MATERIAL SHOWN →
※ ※ ※

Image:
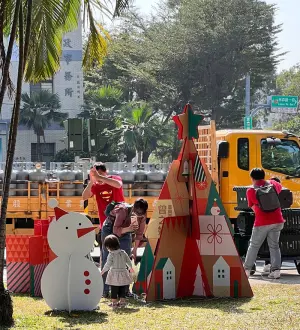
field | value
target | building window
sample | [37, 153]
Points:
[45, 85]
[46, 154]
[243, 154]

※ ※ ※

YOUR GOAL →
Reproduce the lines above word for word, leaving out the pictures.

RESULT OF THIS EXERCISE →
Image:
field | value
target | building window
sample | [37, 153]
Points:
[45, 85]
[46, 154]
[243, 154]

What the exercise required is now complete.